Dataset rows
------------------------------
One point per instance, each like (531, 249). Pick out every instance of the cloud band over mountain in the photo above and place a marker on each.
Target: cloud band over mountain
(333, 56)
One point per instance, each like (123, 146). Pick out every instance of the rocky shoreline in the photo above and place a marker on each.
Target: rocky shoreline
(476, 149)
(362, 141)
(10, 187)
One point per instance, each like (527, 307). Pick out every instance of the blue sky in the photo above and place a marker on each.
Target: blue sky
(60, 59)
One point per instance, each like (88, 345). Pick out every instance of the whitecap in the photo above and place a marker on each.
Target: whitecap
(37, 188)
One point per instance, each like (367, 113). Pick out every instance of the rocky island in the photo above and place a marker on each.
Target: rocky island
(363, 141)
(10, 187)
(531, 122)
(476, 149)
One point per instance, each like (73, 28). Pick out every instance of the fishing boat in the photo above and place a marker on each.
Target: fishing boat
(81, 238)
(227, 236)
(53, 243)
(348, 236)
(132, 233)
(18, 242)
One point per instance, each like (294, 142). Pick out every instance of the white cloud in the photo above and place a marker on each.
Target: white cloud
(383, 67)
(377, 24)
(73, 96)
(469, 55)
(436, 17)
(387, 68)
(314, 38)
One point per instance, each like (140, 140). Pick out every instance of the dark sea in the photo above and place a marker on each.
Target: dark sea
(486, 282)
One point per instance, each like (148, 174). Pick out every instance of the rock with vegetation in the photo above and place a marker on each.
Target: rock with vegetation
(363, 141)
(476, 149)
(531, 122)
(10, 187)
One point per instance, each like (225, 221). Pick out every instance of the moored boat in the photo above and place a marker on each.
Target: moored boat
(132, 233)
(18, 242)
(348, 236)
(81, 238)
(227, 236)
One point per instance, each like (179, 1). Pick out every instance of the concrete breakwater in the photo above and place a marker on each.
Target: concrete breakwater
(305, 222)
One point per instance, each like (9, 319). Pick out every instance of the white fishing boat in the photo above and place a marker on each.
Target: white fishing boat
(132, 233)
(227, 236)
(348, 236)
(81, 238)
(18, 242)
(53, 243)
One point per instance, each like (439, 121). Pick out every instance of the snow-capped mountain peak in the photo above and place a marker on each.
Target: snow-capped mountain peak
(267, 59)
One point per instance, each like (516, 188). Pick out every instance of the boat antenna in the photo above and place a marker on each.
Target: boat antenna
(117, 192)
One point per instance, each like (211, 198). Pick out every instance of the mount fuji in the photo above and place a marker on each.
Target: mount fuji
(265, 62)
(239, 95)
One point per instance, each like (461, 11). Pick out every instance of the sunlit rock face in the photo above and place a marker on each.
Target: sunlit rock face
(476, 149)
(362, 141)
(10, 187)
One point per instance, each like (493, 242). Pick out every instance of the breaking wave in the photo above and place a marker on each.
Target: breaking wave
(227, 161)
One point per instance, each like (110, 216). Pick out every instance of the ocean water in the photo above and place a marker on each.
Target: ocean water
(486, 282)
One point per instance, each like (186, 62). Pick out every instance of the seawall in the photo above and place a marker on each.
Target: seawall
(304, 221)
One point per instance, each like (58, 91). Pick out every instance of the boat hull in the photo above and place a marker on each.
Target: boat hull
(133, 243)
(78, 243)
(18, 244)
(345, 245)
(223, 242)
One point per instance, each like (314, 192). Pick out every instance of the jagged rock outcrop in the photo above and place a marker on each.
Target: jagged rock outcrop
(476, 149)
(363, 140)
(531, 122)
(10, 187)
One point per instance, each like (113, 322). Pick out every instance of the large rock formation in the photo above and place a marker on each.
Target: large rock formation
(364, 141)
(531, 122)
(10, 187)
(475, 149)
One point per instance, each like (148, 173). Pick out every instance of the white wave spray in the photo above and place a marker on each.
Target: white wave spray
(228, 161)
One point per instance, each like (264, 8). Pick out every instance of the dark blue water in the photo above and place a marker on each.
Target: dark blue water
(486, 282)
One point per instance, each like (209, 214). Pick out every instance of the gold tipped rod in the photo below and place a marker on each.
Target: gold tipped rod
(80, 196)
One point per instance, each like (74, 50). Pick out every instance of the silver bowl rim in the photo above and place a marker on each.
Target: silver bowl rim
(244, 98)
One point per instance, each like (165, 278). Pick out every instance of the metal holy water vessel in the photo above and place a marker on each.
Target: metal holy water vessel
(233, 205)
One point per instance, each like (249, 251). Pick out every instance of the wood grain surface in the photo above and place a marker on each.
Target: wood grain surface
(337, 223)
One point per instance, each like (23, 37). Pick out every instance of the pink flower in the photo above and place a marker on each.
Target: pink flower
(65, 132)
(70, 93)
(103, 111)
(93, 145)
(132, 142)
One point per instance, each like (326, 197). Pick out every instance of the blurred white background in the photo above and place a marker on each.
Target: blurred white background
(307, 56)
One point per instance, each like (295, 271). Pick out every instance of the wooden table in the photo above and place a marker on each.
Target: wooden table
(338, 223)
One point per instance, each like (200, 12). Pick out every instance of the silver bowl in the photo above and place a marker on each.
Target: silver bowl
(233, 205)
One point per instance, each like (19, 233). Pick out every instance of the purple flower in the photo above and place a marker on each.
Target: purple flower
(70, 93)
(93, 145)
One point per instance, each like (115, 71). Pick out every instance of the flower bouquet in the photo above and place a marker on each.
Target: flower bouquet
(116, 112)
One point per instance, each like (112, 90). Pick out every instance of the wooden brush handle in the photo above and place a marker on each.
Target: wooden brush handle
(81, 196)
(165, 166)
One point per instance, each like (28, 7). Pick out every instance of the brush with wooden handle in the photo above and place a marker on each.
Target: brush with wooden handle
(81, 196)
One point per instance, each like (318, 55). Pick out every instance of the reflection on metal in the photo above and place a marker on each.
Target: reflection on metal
------------------------------
> [GIVEN PROBLEM]:
Take the lines above and print them exactly.

> [TASK RESPONSE]:
One point per instance, each like (531, 249). Pick out every instance of the cloud band over mountain in the photo above and place a marker on each.
Target: cloud band over mountain
(333, 56)
One point per instance, each like (123, 146). Pick out every instance of the rocky shoreline in the photo above and place a marker on each.
Target: rocky shoreline
(476, 149)
(362, 141)
(10, 187)
One point per instance, each like (527, 307). Pick out every instance of the blue sky in the photo above and place a marker on each.
Target: blue sky
(60, 59)
One point per instance, each like (88, 345). Pick out every instance of the whitecap in the photo above and place a marker on each.
Target: whitecap
(37, 188)
One point per instance, each like (367, 113). Pick out every instance of the rocky island in the photo above and place a marker on each.
Target: rocky island
(363, 141)
(10, 187)
(531, 122)
(476, 149)
One point per instance, each like (73, 28). Pick out every instance of the fishing boat in the photo above and place a marker on each.
Target: fishing boat
(81, 238)
(227, 236)
(53, 243)
(348, 236)
(132, 233)
(18, 242)
One point per instance, each like (294, 142). Pick out every instance of the white cloud in the photo above and place a marker on each.
Target: white cloud
(383, 67)
(377, 24)
(73, 96)
(469, 55)
(436, 17)
(387, 68)
(314, 38)
One point per instance, each like (140, 140). Pick out every instance of the dark sea in the photo above and place a marker on each.
Target: dark sea
(486, 282)
One point per instance, each like (148, 174). Pick out every instance of the rock with vegetation in the photo above and place a marker on each.
Target: rock with vegetation
(363, 141)
(476, 149)
(531, 122)
(10, 187)
One point per instance, each like (225, 221). Pick out every instance of the moored boat in the photo above and place a marker on each.
Target: moored boat
(132, 233)
(18, 242)
(348, 236)
(81, 238)
(227, 236)
One point per instance, each like (179, 1). Pick out every instance of the concrete breakwater in the photo above and place a marker on each.
Target: concrete breakwater
(305, 222)
One point per instance, each like (9, 319). Pick out every instance of the white fishing boat in the photo above and place a marker on each.
Target: white fishing boat
(132, 233)
(227, 236)
(348, 236)
(81, 238)
(18, 242)
(53, 243)
One point per instance, each like (439, 121). Pick out every instance of the snow-capped mountain peak in the photo above and place a marker on each.
Target: snow-capped mountain peak
(267, 59)
One point per instance, each like (516, 188). Pick out every instance of the boat antenna in the photo above and place a marker on each.
Target: boat antenna
(117, 192)
One point per instance, each like (211, 198). Pick out every instance of the mount fuji in the photo above and place a marker on each.
Target: mount fuji
(265, 62)
(239, 95)
One point per instance, each like (461, 11). Pick out every instance of the sunlit rock face in the photo above and place a marker on each.
Target: sunlit rock face
(476, 149)
(362, 141)
(10, 187)
One point per instance, each like (493, 242). Pick out every instance of the breaking wave in the photo above and place a marker on each.
Target: breaking wave
(227, 161)
One point per instance, each like (110, 216). Pick out every instance of the ocean water in the photo above and place a marker on each.
Target: ocean water
(486, 282)
One point per instance, each like (186, 62). Pick out every instance of the seawall in the photo above and place a marker on each.
Target: seawall
(304, 221)
One point per instance, each like (58, 91). Pick out every instance of the boat hull in the photo above and place a marker on each.
Target: boat hull
(133, 243)
(78, 243)
(18, 244)
(345, 245)
(223, 242)
One point per instance, each like (314, 192). Pick out every instance of the jagged rock outcrop in the photo above and place a marker on each.
Target: jagged rock outcrop
(476, 149)
(363, 140)
(531, 122)
(10, 187)
One point per instance, each like (113, 322). Pick out every instance of the large rock formation in the photo above and place a marker on each.
Target: large rock formation
(364, 141)
(531, 122)
(10, 187)
(475, 149)
One point per instance, each like (148, 173). Pick out every instance of the white wave spray in the photo above and place a marker on each.
Target: white wave spray
(228, 161)
One point per instance, each like (264, 8). Pick out every instance of the dark blue water in the photo above and place a marker on each.
Target: dark blue water
(486, 282)
One point per instance, each like (209, 214). Pick out every instance of the gold tipped rod in the photo below and place a marker on each.
Target: gold tipped rod
(80, 196)
One point per instance, each like (74, 50). Pick out every instance of the silver bowl rim in the photo above and place a marker on each.
Target: silver bowl rim
(244, 98)
One point per instance, each like (165, 278). Pick out every instance of the metal holy water vessel in the photo above and place a marker on each.
Target: metal holy water vessel
(233, 205)
One point per instance, each like (249, 251). Pick out every instance of the wood grain surface in the photo above and place a marker on each.
Target: wood grain surface
(337, 223)
One point per instance, each like (23, 37). Pick out every instance of the pink flower in the photo above and place a marker on each.
Target: pink flower
(65, 132)
(70, 93)
(103, 111)
(93, 145)
(132, 142)
One point per instance, each like (326, 197). Pick out every instance of the blurred white background in the photo above and place a marker on each.
Target: blurred white background
(307, 56)
One point per instance, each like (295, 271). Pick out every instance of the wooden table in the photo above and place a marker on each.
Target: wooden table
(338, 223)
One point per instance, each like (200, 12). Pick out every instance of the silver bowl in the photo above and place a marker on each.
Target: silver bowl
(233, 205)
One point per instance, each like (19, 233). Pick out every instance of the purple flower in the photo above and place a marker on each.
Target: purple flower
(70, 93)
(93, 145)
One point per instance, each like (115, 71). Pick out every instance of the flower bouquet in the photo above and place a marker on each.
Target: flower bouquet
(116, 112)
One point per instance, each like (112, 90). Pick out every instance of the wooden brush handle in the photo above and place a marker on each.
Target: wooden brush handle
(81, 196)
(165, 166)
One point per instance, each like (28, 7). Pick out every instance of the brush with wooden handle in the photo above and place a marker on each.
Target: brush with wooden handle
(81, 196)
One point per instance, each like (318, 55). Pick out every instance of the reflection on metal in the photo above and place a marker on each.
Target: reflection on metal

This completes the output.